AIM OF THE EXERCISE | Looking at the data, count the lines where the word "lawn" occurs and answer with only the number.

Records from a data source |

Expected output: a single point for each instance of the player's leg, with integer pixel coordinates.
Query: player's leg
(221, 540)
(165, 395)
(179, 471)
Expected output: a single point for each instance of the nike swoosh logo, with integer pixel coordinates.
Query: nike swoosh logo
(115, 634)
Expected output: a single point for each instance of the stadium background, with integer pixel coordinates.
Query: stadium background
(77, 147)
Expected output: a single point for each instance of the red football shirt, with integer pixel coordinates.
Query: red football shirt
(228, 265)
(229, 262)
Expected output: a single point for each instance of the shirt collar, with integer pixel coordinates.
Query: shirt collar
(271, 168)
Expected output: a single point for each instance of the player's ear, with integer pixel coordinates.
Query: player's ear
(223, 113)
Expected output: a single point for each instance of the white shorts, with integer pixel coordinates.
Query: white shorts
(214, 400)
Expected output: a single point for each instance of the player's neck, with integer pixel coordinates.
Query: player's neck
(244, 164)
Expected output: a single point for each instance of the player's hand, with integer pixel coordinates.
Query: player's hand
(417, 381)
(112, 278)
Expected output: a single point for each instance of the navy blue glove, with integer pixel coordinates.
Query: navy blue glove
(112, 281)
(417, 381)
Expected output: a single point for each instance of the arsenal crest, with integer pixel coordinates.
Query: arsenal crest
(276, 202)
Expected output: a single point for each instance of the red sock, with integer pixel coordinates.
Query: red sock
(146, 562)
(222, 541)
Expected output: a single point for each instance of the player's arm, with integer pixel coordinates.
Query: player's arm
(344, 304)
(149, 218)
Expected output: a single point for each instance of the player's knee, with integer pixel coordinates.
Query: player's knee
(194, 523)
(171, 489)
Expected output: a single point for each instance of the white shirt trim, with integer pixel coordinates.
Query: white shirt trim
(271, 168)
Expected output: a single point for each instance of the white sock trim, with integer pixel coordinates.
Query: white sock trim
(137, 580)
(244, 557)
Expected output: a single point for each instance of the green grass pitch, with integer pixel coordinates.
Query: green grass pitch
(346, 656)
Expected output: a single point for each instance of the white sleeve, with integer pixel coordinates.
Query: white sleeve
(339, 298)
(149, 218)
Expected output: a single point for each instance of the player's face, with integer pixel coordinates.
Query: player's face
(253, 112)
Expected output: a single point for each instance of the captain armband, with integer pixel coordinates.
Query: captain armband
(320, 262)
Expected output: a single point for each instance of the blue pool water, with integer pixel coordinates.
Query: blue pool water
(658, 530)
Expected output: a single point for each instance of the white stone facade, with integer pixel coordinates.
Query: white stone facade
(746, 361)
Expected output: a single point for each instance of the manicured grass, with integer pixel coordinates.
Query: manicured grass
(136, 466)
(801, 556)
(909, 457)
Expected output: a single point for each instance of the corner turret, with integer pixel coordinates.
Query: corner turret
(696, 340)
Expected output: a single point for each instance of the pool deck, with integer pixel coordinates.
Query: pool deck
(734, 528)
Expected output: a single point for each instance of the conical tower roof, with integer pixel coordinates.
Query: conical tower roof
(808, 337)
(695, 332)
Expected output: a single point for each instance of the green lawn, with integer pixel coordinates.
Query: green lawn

REPLY | 2